Render every line of the listing below as a Markdown table with the columns Row and Line, numbering the rows in sequence and omitting blank lines.

Top of Source data

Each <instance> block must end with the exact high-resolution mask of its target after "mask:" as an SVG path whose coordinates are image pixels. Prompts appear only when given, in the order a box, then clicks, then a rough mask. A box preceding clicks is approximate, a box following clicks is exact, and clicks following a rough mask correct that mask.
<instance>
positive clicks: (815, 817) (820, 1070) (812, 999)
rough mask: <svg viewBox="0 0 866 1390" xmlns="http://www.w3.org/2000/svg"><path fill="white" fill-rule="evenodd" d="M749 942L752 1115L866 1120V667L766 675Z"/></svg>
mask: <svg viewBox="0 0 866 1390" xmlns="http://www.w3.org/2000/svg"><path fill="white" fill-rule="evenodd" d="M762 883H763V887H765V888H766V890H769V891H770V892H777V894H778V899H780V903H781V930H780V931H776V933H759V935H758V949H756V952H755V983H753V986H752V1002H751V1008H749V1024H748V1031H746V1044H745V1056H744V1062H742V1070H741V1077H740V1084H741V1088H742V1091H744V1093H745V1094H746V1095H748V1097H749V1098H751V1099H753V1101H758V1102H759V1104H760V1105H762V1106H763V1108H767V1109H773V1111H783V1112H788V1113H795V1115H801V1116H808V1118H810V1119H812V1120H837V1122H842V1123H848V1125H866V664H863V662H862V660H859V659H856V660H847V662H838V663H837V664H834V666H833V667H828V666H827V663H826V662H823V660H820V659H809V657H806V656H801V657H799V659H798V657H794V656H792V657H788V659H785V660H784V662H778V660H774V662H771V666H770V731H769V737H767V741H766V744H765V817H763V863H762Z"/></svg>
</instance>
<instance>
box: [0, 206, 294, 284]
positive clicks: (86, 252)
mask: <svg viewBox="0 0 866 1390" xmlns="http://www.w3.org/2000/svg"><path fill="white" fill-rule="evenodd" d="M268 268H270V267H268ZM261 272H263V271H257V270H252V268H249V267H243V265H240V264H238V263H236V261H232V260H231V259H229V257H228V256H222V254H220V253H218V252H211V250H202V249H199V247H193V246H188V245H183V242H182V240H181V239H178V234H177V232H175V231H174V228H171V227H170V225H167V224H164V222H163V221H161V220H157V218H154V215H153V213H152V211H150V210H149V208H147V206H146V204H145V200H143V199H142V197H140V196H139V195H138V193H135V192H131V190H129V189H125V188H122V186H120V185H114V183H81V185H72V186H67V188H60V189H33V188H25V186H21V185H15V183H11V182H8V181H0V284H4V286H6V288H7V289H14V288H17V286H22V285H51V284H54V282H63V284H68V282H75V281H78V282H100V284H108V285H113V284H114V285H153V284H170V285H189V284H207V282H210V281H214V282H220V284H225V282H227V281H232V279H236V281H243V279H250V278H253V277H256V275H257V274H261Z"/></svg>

Bottom of Source data

Answer to the problem:
| Row | Line |
|---|---|
| 1 | Each <instance> block must end with the exact high-resolution mask of its target after "mask:" as an SVG path whose coordinates are image pixels. Prompts appear only when given, in the order a box, then clicks, then a rough mask. A box preceding clicks is approximate, a box following clicks is exact, and clicks following a rough mask correct that mask. |
| 2 | <instance> |
| 3 | positive clicks: (815, 817) (820, 1070) (812, 999) |
| 4 | rough mask: <svg viewBox="0 0 866 1390" xmlns="http://www.w3.org/2000/svg"><path fill="white" fill-rule="evenodd" d="M749 942L752 1115L866 1120V667L766 675Z"/></svg> |
| 5 | mask: <svg viewBox="0 0 866 1390" xmlns="http://www.w3.org/2000/svg"><path fill="white" fill-rule="evenodd" d="M762 883H763V887H765V888H766V890H769V891H770V892H777V894H778V899H780V903H781V930H780V931H776V933H759V935H758V949H756V952H755V983H753V986H752V1002H751V1008H749V1024H748V1031H746V1044H745V1056H744V1062H742V1070H741V1077H740V1084H741V1088H742V1091H744V1093H745V1094H746V1095H748V1097H749V1098H751V1099H753V1101H758V1102H759V1104H760V1105H762V1106H763V1108H767V1109H773V1111H783V1112H788V1113H795V1115H801V1116H808V1118H810V1119H812V1120H837V1122H842V1123H848V1125H866V664H863V662H862V660H859V659H856V660H847V662H838V663H837V664H834V666H833V667H828V666H827V663H826V662H823V660H820V659H809V657H806V656H801V657H799V659H798V657H794V656H792V657H788V659H785V660H784V662H778V660H774V662H771V666H770V731H769V737H767V741H766V744H765V817H763V863H762Z"/></svg> |
| 6 | </instance> |
| 7 | <instance> |
| 8 | box: [0, 206, 294, 284] |
| 9 | positive clicks: (86, 252) |
| 10 | mask: <svg viewBox="0 0 866 1390" xmlns="http://www.w3.org/2000/svg"><path fill="white" fill-rule="evenodd" d="M268 268H270V267H268ZM261 272H263V271H257V270H252V268H249V267H243V265H240V264H238V263H236V261H232V260H231V259H229V257H228V256H222V254H220V253H218V252H211V250H202V249H199V247H193V246H188V245H183V242H182V240H181V239H178V234H177V232H175V231H174V228H171V227H170V225H167V224H164V222H163V221H161V220H157V218H154V215H153V213H152V211H150V210H149V208H147V206H146V204H145V200H143V199H142V197H140V196H139V195H138V193H135V192H131V190H129V189H125V188H122V186H120V185H114V183H81V185H72V186H67V188H60V189H33V188H25V186H21V185H15V183H11V182H8V181H0V284H4V286H6V288H7V289H14V288H17V286H22V285H51V284H54V282H63V284H68V282H75V281H78V282H100V284H108V285H113V284H114V285H153V284H170V285H189V284H207V282H210V281H214V282H220V284H225V282H227V281H232V279H236V281H243V279H250V278H253V277H256V275H257V274H261Z"/></svg> |